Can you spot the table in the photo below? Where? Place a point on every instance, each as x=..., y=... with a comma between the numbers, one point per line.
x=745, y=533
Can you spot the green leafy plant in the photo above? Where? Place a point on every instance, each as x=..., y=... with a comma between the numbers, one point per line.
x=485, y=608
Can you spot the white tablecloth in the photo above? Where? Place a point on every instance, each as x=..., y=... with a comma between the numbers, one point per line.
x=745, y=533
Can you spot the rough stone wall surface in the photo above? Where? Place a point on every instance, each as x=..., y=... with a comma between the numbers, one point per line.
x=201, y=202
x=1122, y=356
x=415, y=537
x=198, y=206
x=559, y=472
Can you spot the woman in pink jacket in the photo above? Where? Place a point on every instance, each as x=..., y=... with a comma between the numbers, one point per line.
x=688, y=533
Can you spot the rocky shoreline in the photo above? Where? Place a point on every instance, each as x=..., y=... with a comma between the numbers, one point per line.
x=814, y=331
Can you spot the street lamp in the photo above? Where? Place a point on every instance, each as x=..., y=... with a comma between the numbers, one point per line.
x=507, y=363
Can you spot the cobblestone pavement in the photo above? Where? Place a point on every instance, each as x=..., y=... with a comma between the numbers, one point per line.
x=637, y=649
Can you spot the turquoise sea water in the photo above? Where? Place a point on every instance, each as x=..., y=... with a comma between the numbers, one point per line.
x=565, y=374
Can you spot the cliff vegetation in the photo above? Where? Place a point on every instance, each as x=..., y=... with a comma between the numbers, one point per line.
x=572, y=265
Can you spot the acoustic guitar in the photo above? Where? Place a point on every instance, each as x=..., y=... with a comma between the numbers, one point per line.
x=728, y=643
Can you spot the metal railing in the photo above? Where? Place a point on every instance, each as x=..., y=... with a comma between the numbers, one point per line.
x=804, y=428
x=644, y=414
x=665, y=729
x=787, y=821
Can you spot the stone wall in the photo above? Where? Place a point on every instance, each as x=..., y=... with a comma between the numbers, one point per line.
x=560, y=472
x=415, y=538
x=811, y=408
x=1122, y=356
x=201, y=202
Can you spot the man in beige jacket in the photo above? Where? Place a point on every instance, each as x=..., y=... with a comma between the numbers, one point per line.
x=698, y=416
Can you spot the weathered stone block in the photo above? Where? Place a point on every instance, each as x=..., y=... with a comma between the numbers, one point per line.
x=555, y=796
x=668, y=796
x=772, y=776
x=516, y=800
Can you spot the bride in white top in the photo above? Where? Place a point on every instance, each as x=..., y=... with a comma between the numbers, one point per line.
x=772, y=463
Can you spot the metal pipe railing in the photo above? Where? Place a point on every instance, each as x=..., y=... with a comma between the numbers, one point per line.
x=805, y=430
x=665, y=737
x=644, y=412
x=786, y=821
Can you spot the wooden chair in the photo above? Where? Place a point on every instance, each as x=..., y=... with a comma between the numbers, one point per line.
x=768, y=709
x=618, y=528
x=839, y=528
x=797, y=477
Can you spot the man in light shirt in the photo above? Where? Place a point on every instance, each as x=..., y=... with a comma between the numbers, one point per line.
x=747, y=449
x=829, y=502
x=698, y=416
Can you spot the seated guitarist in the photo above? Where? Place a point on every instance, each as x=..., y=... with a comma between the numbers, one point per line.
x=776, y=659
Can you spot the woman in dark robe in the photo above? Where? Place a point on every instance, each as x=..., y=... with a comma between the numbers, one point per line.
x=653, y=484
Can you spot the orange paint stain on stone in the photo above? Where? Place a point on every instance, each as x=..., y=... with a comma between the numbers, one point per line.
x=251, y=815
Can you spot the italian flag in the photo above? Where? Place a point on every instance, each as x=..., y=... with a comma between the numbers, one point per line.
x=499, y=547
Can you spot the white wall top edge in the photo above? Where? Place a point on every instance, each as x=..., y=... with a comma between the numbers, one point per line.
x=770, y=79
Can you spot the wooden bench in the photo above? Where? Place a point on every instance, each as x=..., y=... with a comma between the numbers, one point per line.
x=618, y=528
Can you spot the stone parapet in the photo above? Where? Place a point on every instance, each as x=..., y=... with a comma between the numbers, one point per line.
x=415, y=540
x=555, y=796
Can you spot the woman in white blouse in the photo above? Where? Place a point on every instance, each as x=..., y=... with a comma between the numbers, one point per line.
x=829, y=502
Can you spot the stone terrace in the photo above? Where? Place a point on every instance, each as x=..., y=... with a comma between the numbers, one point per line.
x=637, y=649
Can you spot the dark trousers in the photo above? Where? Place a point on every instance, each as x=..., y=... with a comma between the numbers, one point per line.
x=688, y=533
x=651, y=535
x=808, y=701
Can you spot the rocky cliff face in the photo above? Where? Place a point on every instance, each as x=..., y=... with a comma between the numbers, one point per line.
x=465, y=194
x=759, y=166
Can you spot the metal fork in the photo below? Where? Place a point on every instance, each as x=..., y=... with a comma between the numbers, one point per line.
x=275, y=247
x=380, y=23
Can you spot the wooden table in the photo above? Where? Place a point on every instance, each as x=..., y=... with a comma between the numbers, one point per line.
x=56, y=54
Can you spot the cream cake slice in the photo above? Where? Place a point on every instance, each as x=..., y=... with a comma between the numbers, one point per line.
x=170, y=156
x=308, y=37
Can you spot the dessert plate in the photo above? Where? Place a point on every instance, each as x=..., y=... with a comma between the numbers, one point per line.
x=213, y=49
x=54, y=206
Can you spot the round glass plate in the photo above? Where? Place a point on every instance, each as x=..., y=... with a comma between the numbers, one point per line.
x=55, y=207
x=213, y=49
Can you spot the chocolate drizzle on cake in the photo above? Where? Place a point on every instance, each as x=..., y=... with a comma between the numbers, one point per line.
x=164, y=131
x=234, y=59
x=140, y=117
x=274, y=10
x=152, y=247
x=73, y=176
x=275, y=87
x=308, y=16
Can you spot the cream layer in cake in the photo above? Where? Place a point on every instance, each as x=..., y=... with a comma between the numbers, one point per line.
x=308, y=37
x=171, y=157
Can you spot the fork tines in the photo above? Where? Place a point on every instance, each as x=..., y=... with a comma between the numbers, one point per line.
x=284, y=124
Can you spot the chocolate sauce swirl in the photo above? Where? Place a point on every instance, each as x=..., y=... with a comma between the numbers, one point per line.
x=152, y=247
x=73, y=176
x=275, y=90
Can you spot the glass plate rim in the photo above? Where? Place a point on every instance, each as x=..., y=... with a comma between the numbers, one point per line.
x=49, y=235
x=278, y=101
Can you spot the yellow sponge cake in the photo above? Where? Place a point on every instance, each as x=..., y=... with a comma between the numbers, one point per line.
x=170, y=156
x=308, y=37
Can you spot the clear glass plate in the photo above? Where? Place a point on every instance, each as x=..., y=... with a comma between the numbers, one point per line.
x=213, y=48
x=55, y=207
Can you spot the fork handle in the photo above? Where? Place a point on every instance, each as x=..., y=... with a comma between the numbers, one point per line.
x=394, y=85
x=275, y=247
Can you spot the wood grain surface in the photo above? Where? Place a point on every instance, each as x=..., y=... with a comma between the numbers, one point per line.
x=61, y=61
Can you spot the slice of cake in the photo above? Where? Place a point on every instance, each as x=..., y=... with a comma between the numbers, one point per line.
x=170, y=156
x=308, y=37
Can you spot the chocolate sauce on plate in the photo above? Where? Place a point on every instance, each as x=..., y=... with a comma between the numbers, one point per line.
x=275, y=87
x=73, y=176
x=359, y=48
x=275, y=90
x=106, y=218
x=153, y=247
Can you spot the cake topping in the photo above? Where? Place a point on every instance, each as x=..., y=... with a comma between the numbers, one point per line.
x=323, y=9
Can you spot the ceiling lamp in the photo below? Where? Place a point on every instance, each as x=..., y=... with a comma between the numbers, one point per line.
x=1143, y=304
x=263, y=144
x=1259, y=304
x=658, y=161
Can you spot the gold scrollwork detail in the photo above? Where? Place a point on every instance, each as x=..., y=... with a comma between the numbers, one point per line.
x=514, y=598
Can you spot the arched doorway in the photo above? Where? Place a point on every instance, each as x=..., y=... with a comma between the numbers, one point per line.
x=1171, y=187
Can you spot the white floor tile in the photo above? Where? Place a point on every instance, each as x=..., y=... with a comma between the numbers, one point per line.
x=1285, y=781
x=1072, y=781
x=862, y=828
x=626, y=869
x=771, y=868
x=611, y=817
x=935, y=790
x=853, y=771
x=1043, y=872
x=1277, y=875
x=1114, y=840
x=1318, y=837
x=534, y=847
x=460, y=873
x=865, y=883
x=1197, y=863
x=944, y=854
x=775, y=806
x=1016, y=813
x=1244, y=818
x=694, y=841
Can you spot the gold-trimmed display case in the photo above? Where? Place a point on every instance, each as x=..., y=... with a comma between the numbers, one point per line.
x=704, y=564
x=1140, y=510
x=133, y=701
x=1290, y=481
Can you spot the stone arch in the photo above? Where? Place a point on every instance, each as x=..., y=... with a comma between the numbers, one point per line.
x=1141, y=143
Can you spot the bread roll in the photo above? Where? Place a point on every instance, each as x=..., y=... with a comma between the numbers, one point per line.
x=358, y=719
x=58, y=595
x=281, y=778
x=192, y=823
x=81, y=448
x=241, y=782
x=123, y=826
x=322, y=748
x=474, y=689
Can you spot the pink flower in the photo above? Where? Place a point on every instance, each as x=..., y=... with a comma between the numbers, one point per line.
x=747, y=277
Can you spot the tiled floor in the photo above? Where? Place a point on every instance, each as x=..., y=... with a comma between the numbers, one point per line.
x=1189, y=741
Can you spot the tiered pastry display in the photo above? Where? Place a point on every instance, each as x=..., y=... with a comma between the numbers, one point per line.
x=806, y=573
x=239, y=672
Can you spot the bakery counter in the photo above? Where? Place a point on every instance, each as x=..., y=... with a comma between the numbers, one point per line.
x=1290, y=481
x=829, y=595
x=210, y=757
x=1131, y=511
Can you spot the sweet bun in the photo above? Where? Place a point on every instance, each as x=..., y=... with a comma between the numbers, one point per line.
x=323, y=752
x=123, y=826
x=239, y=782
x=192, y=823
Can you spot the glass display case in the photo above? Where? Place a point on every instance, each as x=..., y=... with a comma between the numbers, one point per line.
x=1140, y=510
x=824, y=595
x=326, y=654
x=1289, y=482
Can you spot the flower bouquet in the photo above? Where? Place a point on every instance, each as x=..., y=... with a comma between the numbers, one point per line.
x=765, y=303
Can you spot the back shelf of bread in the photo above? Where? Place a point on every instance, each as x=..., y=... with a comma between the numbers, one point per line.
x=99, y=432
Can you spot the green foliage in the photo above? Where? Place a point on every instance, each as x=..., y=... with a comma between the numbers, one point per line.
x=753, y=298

About this exercise:
Your response should hold only an exact copy of the lines above, from the one containing "Can you spot the glass display" through the end of the entries.

Task result:
Can you spot the glass display case in the photo above? Where? Place a point on every instance, each as x=..., y=... with a comma between the numbers, one point per line.
x=1140, y=510
x=824, y=595
x=326, y=654
x=1289, y=482
Can you spot the flower bouquet in the photo above? Where? Place a point on every instance, each as x=..., y=... with a comma between the numbers, one point per line.
x=765, y=303
Can you spot the back shelf of bread in the photo above? Where? Place a point on every instance, each as x=..., y=... with a comma between the numbers, one point per line.
x=99, y=432
Can you spot the green foliage in the photo above? Where? Place a point on every instance, each as x=..., y=... with a comma between the numbers, one point per line.
x=753, y=298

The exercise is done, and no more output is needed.